SET PROBLEM 1: Please copy the four records below line for line, with no changes.

EXCERPTED PASSAGE:
########

I'm mostly trying to ensure that things stay friendly, even though I suspect there is at least one aspect that we will disagree over at a fundamental level. That's okay, the system isn't perfect and there are places it can and should still be adjusted, but generally speaking 5e is very sound and well balanced, and its solutions are, in most cases, the best solutions in terms of maintaining the balance between practicality, approachability and realism... Simple and approachable, easy to understand, and a rule system that is internally consistent wit itself without too many exceptions or irregularities, so that it is easy for newcomers to pick up and play with, but without sacrificing attention to realism and relatability to in-setting sense is a strong element of the design philosophy I mentioned.

So, here's the reasoning discussion:

In 5e, classes are intended to retain strong senses of individuality and uniqueness as you move into their various archetypes, and while each can fill a variety of roles, and they are all intended to be able to fill those roles comparatively well to each other, they maintain a sense of unique flavour to them while doing so - A Cleric can be your party healer, and so can your Druid, and so can your Sorcerer - but they will each feel different, to play, and they will feel different and distinct from each other in the process. That's the goal. What this often means is that some classes and class archetypes are allowed to maintain something of a near-monopoly on being able to do certain things particularly well, because doing those certain things better than anyone else are is part of what helps them maintain that unique flavour. It's rarely a very big thing, but it's a poignant one all the same in these cases.

########

RECORD EXTRACTS:
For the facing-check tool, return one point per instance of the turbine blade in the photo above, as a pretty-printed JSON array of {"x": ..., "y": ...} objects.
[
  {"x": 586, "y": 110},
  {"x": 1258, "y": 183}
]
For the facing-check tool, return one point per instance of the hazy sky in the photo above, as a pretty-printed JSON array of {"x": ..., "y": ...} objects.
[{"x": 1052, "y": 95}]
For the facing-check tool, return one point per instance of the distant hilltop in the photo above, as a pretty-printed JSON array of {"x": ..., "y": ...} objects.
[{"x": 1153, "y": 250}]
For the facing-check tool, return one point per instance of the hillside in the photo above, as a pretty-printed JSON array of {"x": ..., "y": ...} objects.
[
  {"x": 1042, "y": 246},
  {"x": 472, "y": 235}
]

########

SET PROBLEM 2:
Answer these questions about the passage on 5e class design:
(a) Which three qualities does the writer say 5e's solutions keep in balance?
(b) Which three classes are named as able to act as the party healer?
(c) What are some classes and class archetypes allowed to maintain?

PROBLEM SOLUTION 1:
For the facing-check tool, return one point per instance of the turbine blade in the photo above, as a pretty-printed JSON array of {"x": ..., "y": ...} objects.
[
  {"x": 586, "y": 110},
  {"x": 1258, "y": 183}
]
For the facing-check tool, return one point per instance of the hazy sky in the photo above, as a pretty-printed JSON array of {"x": ..., "y": ...} objects.
[{"x": 1052, "y": 95}]
For the facing-check tool, return one point per instance of the distant hilltop in the photo above, as a pretty-printed JSON array of {"x": ..., "y": ...} objects.
[{"x": 1153, "y": 250}]
For the facing-check tool, return one point per instance of the hillside in the photo above, as a pretty-printed JSON array of {"x": ..., "y": ...} objects.
[
  {"x": 1042, "y": 246},
  {"x": 472, "y": 235}
]

PROBLEM SOLUTION 2:
(a) Practicality, approachability and realism.
(b) The Cleric, the Druid and the Sorcerer.
(c) A near-monopoly on being able to do certain things particularly well.